WHAT THIS TASK INVOLVES = Reproduce the listing below line for line, changing nothing.

DATASET EXCERPTS =
════════════════════

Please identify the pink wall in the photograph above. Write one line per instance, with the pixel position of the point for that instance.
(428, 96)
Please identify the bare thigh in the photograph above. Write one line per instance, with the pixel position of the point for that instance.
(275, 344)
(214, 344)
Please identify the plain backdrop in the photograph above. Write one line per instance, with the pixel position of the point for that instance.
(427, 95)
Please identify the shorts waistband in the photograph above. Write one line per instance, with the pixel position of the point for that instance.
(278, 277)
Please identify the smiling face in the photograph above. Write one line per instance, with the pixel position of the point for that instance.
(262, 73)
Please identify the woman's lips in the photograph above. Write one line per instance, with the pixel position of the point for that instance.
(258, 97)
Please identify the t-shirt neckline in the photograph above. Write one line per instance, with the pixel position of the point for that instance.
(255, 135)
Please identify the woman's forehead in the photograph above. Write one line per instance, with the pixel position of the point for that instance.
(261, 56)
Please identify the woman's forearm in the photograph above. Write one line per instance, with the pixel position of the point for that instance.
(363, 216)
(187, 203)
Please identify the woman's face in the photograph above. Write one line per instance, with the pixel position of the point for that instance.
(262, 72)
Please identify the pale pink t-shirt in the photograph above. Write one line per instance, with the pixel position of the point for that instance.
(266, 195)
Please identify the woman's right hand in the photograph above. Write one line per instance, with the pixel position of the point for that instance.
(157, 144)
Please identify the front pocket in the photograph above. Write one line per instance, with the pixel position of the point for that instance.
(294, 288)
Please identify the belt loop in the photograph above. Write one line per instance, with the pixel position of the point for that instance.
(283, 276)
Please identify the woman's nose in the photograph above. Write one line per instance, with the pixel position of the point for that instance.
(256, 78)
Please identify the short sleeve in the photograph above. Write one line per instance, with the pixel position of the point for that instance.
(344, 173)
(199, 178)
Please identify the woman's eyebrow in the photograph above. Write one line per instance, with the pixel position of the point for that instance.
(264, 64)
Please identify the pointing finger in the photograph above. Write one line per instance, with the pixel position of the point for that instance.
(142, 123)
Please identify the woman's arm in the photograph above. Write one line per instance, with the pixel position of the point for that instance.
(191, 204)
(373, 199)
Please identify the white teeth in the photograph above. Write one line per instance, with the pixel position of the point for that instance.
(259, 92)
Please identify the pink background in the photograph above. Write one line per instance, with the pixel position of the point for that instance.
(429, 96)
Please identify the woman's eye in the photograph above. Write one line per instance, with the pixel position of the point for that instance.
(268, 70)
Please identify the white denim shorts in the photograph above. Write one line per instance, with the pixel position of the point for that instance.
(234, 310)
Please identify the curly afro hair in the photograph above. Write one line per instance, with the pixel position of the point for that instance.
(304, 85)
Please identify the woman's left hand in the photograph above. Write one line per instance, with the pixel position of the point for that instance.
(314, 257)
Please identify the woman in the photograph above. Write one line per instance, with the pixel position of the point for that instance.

════════════════════

COMPLETE ANSWER =
Please identify the pink wall in the photograph above. Write one line per instance, with the pixel position of the point for that instance.
(428, 96)
Please identify the bare thigh in the photograph above. Write one line per instance, with the pixel position of the point for that instance.
(275, 344)
(214, 344)
Please identify the plain backdrop in the photograph above. Write one line per instance, with the pixel position of the point for that instance.
(427, 95)
Please identify the shorts waistband in the photograph above. Write one line per instance, with the pixel position of the point for that instance.
(278, 277)
Please identify the smiling face in the photograph above. Write one line per instance, with the pixel position of the point for that instance.
(262, 73)
Please identify the woman's lips in the photograph above. Write one line per instance, with the pixel position of the point for that instance.
(258, 97)
Please identify the t-shirt neckline in the photograph above. Write one line per instance, with the pixel position of the point for that instance.
(255, 135)
Please identify the woman's forehead in the photograph above. Write one line per instance, with the pixel position of the point for that instance.
(261, 56)
Please identify the woman's forearm in the photograph above. Write one line per instance, with the pixel position of the point for that instance.
(363, 216)
(187, 203)
Please identify the woman's face in the photograph above. Write one line per instance, with the pixel position of the point for that instance.
(262, 72)
Please identify the pale pink t-shirt in the photograph above. Write one line per instance, with the pixel position of the point for that instance.
(266, 195)
Please identify the woman's right hand in the photograph above. Write one line per instance, with the pixel position of the point for that instance.
(157, 144)
Please identify the front pocket in the photograph above. Write one line per instance, with the pixel position of the point for that instance.
(294, 288)
Please identify the belt loop in the photograph above. Write one line per instance, with the pixel position of the point for that instance.
(283, 276)
Please identify the woman's nose in the photograph above. Write one line per instance, with the pixel position of the point for that instance.
(256, 78)
Please identify the short sleeve in the photograph above. Write one line per instance, with the pixel position of the point for that instance.
(344, 173)
(199, 178)
Please identify the woman's eyebrow in the photograph above. Write one line per instance, with the pixel position of the point for that instance.
(264, 64)
Please identify the pointing finger in the photograph above. Write one line per instance, with the pixel position of the point for that instance.
(142, 123)
Please identify the woman's arm in the photograph above. Write one line per instance, with the pixel position of the point for that instance.
(191, 204)
(373, 199)
Please identify the white teeth in the photograph above. Write one line per instance, with the pixel position of the point for that instance.
(259, 92)
Please identify the pink background in the photograph above. Write one line per instance, with the pixel position of the point for that instance.
(429, 96)
Please identify the woman's eye in the photograph above. Write one line per instance, with the pixel position of the point for that instance.
(268, 70)
Please identify the white denim shorts in the photograph above. Write one line per instance, with the pixel position of the point for that instance.
(234, 310)
Please identify the curly afro hair in the photograph above. Write one line per instance, with the pixel position of the point for that instance.
(304, 85)
Please identify the woman's left hand in the photograph above. Write one line per instance, with the pixel position of the point for that instance.
(314, 257)
Please identify the woman in the photograph above. Write one line per instance, with the pixel position of the point for that instance.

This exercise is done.